— Assignment —
Without the pictures, restate all of the data below word for word.

Excerpts from a dataset:
———

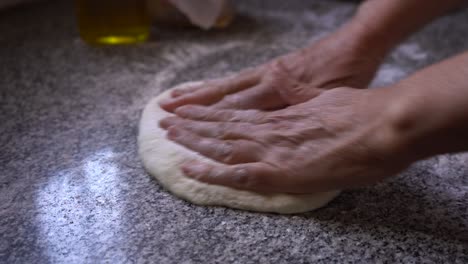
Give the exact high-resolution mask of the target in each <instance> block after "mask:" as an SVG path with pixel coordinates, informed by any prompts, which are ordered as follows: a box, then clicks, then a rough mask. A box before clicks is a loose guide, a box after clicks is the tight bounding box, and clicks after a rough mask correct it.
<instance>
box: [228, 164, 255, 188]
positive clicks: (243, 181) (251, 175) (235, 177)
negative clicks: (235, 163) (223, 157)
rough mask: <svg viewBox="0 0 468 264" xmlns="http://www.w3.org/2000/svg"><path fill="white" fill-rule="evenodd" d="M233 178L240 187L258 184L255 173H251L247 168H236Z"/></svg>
mask: <svg viewBox="0 0 468 264" xmlns="http://www.w3.org/2000/svg"><path fill="white" fill-rule="evenodd" d="M232 178H233V181H234V182H235V183H236V185H238V186H240V187H244V188H253V187H255V186H256V185H257V184H256V182H257V179H256V177H255V175H254V174H252V173H249V171H248V170H247V169H246V168H236V169H235V170H234V173H233V177H232Z"/></svg>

———

— Solution —
Give the exact high-resolution mask of the target in each <instance> block after "mask:" as an SVG path with pixel coordinates, informed by any prompts, which are ordered as follows: a box, then clicks, then a rough mask. A box before clicks is a loose guide, a box after clicks is the tight bounding box, and clicks after a rough mask correct it.
<instance>
box: [228, 164, 255, 188]
positive clicks: (243, 181) (251, 175) (235, 177)
negative clicks: (235, 163) (223, 157)
rough mask: <svg viewBox="0 0 468 264" xmlns="http://www.w3.org/2000/svg"><path fill="white" fill-rule="evenodd" d="M233 178L240 187L258 184L255 173H251L247 168H236Z"/></svg>
mask: <svg viewBox="0 0 468 264" xmlns="http://www.w3.org/2000/svg"><path fill="white" fill-rule="evenodd" d="M232 178H233V181H234V182H235V183H236V185H238V186H240V187H244V188H253V187H255V186H256V185H257V184H256V182H257V179H256V177H255V175H254V174H252V173H249V171H248V170H247V169H246V168H236V169H235V170H234V173H233V177H232Z"/></svg>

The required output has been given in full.